*** Excerpted text Section Begins ***

Purpose of the Study:

  • To review the current state and challenges of designing injectable macroporous foams for enhanced tissue healing.
  • To highlight the adaptation of porogen leaching, gas foaming, and emulsion-templating for creating macroporous injectable materials.
  • To identify critical areas for future research, focusing on biocompatibility and in situ processing of injectable foams.

Main Methods:

  • Review of established and emerging techniques for generating macroporosity in injectable biomaterials.
  • Analysis of processing conditions and their impact on the suitability of injectable foams.
  • Evaluation of biocompatibility and cytotoxicity considerations for in situ application.

Main Results:

  • Adaptation of techniques like porogen leaching, gas foaming, and emulsion-templating enables macropore formation in injectable CPCs, hydrogels, and polymers.

*** Excerpted text Section Ends ***

Instructions:
1. In the study summary on injectable macroporous foams, which three techniques does it highlight adapting to create macroporous injectable materials?
2. Write the next part of the study summary on injectable macroporous foams, picking up after its final line.

*** Supplied material Section Begins ***

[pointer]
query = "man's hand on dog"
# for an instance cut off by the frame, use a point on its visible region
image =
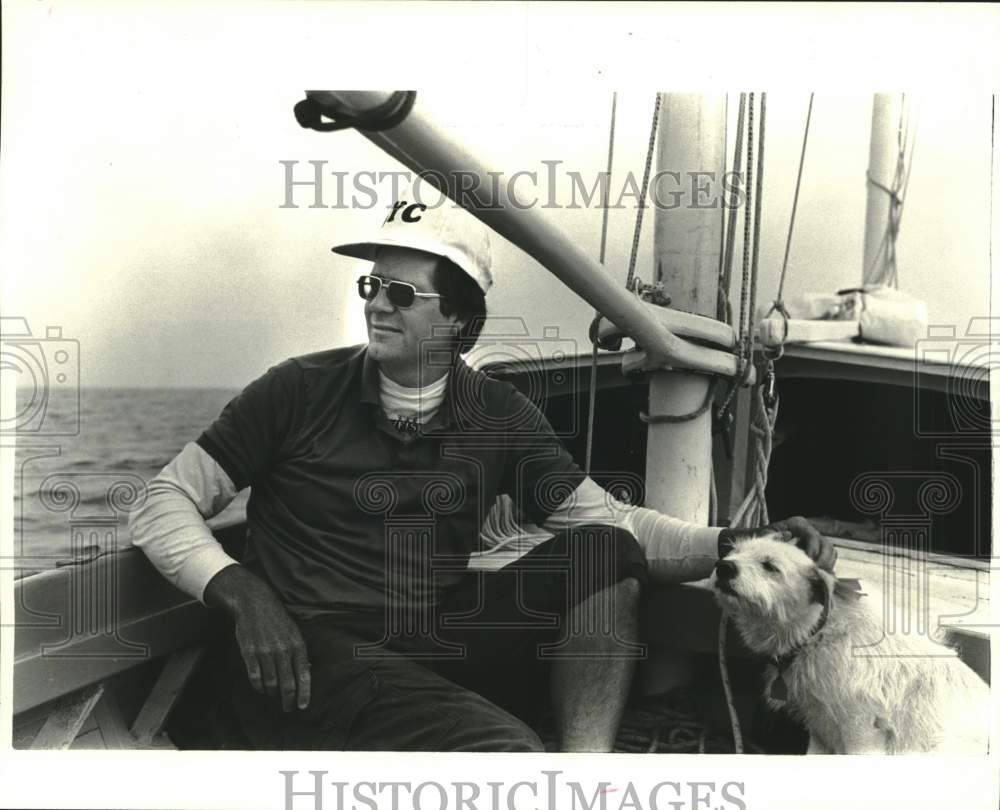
(796, 530)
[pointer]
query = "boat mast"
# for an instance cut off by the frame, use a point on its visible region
(687, 246)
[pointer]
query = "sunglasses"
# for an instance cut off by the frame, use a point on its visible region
(400, 294)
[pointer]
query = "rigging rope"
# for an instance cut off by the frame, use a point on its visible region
(885, 254)
(725, 309)
(779, 300)
(642, 197)
(597, 315)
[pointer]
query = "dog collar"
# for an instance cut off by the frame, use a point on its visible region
(849, 589)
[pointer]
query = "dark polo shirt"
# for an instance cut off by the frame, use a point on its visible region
(345, 510)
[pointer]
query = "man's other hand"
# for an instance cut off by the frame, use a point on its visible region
(269, 640)
(796, 530)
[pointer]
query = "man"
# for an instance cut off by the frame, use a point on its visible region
(356, 622)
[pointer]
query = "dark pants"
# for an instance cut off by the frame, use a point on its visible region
(472, 676)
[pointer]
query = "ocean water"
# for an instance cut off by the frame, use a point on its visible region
(81, 465)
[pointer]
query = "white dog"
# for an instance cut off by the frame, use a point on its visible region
(857, 689)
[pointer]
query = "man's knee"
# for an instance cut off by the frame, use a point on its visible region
(608, 556)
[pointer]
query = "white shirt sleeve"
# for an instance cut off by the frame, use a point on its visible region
(676, 551)
(170, 525)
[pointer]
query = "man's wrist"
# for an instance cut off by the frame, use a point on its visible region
(229, 589)
(727, 539)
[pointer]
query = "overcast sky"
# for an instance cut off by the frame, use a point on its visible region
(142, 189)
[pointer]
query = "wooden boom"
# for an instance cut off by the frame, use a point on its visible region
(418, 144)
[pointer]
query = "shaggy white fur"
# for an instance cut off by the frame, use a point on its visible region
(856, 688)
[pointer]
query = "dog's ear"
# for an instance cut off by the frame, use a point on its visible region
(819, 589)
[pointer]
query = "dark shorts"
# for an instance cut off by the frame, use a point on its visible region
(471, 676)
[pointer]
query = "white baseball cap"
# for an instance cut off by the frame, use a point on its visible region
(422, 218)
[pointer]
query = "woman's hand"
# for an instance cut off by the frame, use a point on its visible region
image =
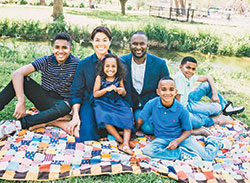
(120, 90)
(110, 88)
(173, 145)
(20, 110)
(74, 126)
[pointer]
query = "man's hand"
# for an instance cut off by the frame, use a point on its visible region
(173, 145)
(215, 98)
(120, 90)
(20, 110)
(73, 126)
(110, 88)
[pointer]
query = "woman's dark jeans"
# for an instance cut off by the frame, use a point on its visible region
(49, 103)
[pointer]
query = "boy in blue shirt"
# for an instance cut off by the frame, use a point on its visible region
(201, 113)
(172, 128)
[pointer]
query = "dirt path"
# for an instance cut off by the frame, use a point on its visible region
(43, 14)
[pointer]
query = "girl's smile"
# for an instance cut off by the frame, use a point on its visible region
(110, 67)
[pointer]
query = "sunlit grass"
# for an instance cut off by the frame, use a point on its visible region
(231, 81)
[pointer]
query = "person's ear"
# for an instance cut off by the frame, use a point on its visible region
(157, 91)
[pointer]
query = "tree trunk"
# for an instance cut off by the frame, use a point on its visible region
(90, 4)
(123, 3)
(57, 10)
(42, 3)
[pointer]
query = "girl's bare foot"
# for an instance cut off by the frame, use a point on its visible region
(37, 126)
(202, 131)
(222, 119)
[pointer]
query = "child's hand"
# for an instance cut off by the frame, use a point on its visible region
(172, 145)
(215, 98)
(120, 90)
(110, 88)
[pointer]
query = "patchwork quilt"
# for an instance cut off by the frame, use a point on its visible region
(49, 154)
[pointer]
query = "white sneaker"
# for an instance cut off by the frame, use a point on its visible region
(9, 126)
(231, 109)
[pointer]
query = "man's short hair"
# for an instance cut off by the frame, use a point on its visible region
(188, 59)
(166, 78)
(139, 32)
(102, 29)
(64, 36)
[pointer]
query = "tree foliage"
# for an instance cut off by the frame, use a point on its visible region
(123, 4)
(57, 10)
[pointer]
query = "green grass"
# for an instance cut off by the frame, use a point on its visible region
(14, 54)
(108, 15)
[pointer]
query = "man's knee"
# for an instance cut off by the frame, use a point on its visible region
(148, 128)
(205, 84)
(62, 108)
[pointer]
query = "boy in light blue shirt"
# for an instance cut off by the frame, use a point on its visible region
(172, 128)
(201, 113)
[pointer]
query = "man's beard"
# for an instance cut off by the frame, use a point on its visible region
(141, 56)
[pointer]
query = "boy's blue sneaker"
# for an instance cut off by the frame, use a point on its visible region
(187, 154)
(223, 143)
(111, 137)
(231, 109)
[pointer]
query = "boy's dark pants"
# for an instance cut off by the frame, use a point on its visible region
(49, 103)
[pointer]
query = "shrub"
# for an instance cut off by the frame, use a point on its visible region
(23, 2)
(65, 4)
(129, 7)
(81, 5)
(170, 38)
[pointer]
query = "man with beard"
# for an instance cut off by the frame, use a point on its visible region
(144, 70)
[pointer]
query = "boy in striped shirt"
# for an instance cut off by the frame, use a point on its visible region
(52, 97)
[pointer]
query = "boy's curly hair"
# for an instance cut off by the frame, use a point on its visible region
(121, 69)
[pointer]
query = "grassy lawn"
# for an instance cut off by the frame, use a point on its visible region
(231, 79)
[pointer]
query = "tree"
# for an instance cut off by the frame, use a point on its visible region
(42, 2)
(123, 3)
(57, 10)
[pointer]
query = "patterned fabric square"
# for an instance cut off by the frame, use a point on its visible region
(49, 154)
(13, 166)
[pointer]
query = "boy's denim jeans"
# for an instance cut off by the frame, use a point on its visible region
(200, 112)
(49, 103)
(147, 127)
(157, 148)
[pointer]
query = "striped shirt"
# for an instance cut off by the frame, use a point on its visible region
(57, 77)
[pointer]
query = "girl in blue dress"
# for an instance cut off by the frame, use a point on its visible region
(111, 110)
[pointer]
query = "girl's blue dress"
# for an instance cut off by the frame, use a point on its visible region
(112, 109)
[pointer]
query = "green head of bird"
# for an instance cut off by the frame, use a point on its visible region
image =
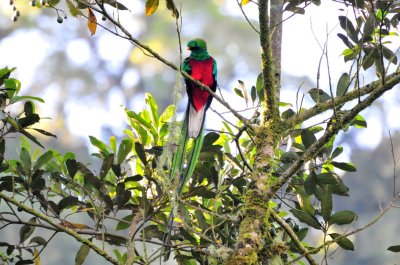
(197, 45)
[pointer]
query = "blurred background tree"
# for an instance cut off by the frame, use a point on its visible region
(84, 80)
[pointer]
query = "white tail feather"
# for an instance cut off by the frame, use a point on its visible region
(195, 121)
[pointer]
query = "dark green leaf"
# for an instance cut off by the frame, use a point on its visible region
(99, 144)
(260, 87)
(326, 178)
(24, 262)
(343, 84)
(72, 167)
(345, 40)
(359, 122)
(106, 166)
(306, 218)
(171, 6)
(67, 202)
(25, 158)
(308, 138)
(318, 95)
(238, 92)
(349, 167)
(344, 243)
(29, 108)
(140, 152)
(82, 254)
(43, 159)
(288, 113)
(370, 25)
(324, 195)
(116, 4)
(44, 132)
(310, 183)
(389, 55)
(343, 217)
(338, 150)
(253, 93)
(27, 230)
(395, 248)
(125, 223)
(38, 240)
(124, 148)
(347, 25)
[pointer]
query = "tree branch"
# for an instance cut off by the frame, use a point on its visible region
(293, 236)
(168, 63)
(59, 227)
(377, 90)
(391, 81)
(330, 242)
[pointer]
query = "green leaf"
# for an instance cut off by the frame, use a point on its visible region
(349, 167)
(115, 4)
(308, 138)
(123, 150)
(171, 6)
(338, 150)
(395, 248)
(73, 10)
(253, 93)
(359, 122)
(344, 243)
(185, 214)
(125, 223)
(72, 167)
(343, 218)
(347, 25)
(389, 55)
(67, 202)
(306, 218)
(324, 195)
(238, 92)
(343, 84)
(38, 240)
(140, 152)
(43, 159)
(370, 25)
(25, 158)
(82, 254)
(153, 109)
(100, 145)
(27, 230)
(260, 87)
(318, 95)
(106, 166)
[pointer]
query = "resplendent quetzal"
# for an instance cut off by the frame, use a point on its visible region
(202, 67)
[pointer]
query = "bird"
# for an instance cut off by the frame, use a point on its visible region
(203, 68)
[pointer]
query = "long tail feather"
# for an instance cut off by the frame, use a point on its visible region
(178, 162)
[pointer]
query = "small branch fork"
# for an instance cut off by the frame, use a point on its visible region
(60, 227)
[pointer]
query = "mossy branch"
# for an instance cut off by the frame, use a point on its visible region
(271, 111)
(147, 48)
(390, 81)
(60, 227)
(330, 242)
(312, 151)
(293, 236)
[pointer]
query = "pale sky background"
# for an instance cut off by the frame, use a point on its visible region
(301, 54)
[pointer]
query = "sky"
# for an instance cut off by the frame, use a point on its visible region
(300, 48)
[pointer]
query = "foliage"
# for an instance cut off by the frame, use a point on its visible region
(231, 210)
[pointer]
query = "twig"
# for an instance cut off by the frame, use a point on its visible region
(66, 230)
(394, 165)
(329, 242)
(293, 236)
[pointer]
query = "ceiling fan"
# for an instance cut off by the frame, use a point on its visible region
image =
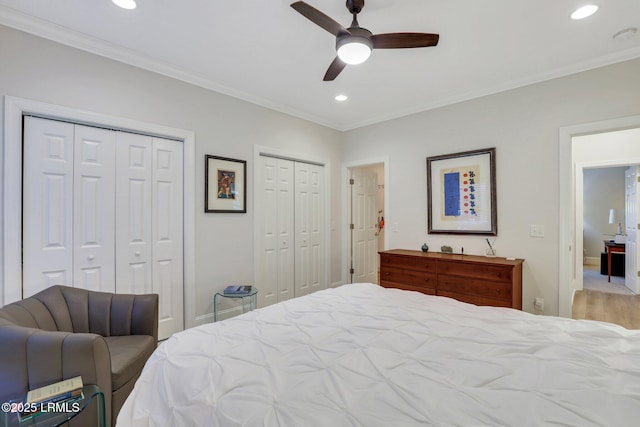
(354, 44)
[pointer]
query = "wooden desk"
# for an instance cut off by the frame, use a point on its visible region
(612, 247)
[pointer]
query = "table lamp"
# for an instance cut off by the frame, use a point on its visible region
(613, 218)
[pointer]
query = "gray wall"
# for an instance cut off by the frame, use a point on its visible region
(40, 70)
(523, 124)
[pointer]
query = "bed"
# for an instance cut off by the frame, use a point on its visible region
(363, 355)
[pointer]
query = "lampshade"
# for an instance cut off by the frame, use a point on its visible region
(125, 4)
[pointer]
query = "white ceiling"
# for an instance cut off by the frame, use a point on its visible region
(263, 51)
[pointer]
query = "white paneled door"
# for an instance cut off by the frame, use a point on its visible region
(364, 229)
(275, 230)
(631, 228)
(93, 214)
(289, 229)
(167, 234)
(102, 210)
(47, 248)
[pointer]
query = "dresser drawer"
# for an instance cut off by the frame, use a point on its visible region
(496, 273)
(412, 263)
(476, 287)
(408, 277)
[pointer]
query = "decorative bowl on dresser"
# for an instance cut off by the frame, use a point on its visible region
(474, 279)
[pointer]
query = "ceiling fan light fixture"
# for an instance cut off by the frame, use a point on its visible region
(354, 50)
(584, 12)
(125, 4)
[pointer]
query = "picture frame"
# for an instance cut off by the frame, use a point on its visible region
(461, 193)
(225, 185)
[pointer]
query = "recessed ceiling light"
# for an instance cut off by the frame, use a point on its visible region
(584, 11)
(626, 34)
(125, 4)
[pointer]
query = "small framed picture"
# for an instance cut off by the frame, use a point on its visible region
(225, 185)
(461, 191)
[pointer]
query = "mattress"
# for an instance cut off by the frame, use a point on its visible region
(362, 355)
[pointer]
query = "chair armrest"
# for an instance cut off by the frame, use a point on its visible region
(31, 358)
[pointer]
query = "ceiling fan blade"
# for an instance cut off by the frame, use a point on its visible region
(404, 40)
(319, 18)
(334, 69)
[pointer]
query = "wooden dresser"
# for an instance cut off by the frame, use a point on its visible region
(474, 279)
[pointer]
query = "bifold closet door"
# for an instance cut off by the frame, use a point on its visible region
(103, 210)
(309, 228)
(167, 234)
(275, 263)
(68, 206)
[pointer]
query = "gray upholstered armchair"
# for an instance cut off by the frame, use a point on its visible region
(62, 332)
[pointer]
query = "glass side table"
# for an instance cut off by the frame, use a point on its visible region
(58, 414)
(251, 296)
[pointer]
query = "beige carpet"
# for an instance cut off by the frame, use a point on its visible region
(594, 281)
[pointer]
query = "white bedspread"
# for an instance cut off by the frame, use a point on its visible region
(361, 355)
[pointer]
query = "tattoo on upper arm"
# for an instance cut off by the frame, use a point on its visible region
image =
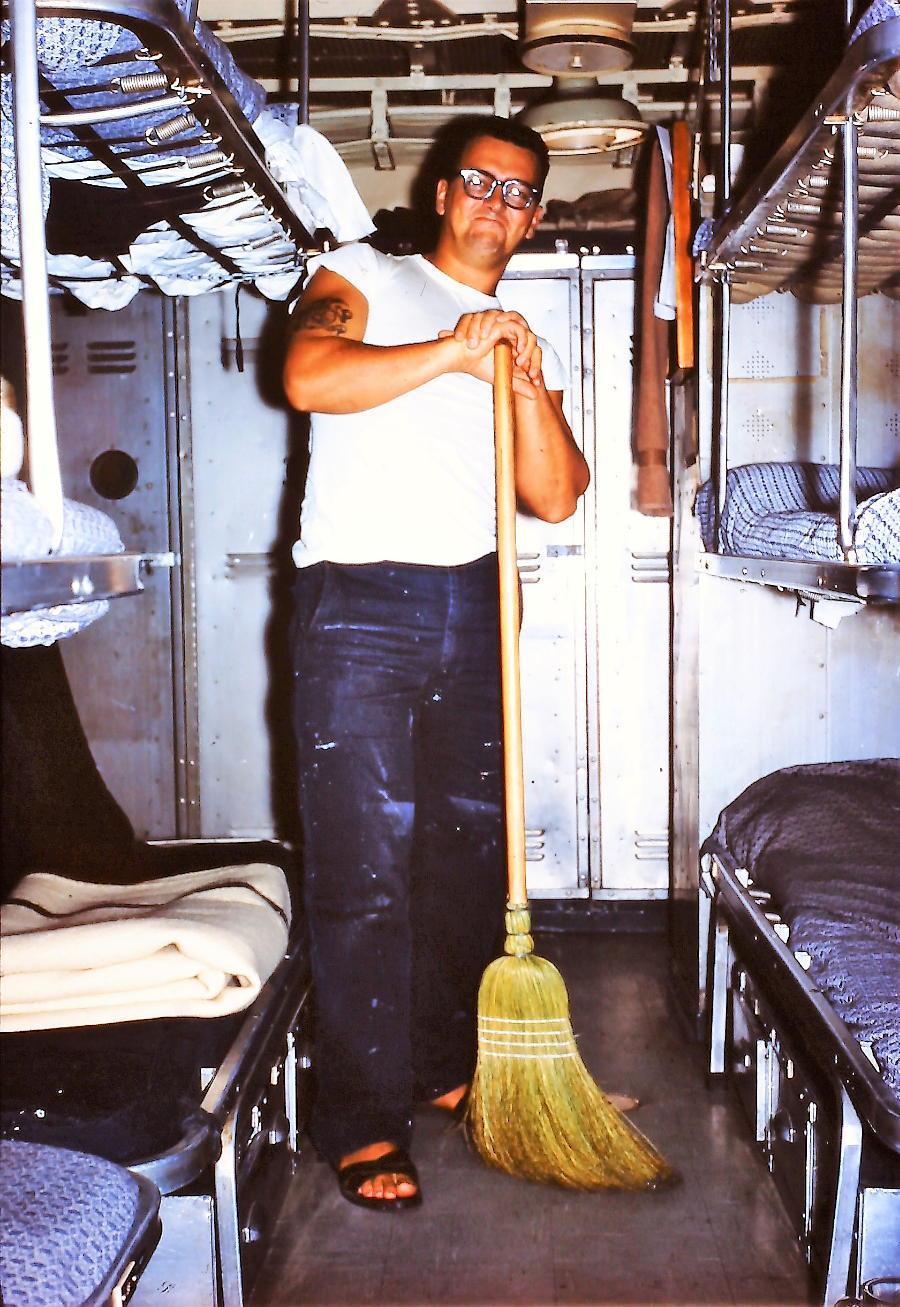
(331, 315)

*** Supplied material Section Ends ***

Task results:
1. Porogen leaching, gas foaming, and emulsion-templating.

2.
  • Injectable macroporous foams show promise in preclinical and some clinical evaluations.
  • Significant challenges persist regarding the biocompatibility and fate of sacrificial pore-forming agents used in situ.

Conclusions:

  • Injectable macroporous foams represent a significant advancement in biomaterial design for tissue regeneration.
  • Addressing biocompatibility and in situ processing challenges is critical for the clinical translation of these advanced materials.
  • Future research focusing on these challenges will likely expand the clinical impact of injectable foams, improving patient outcomes.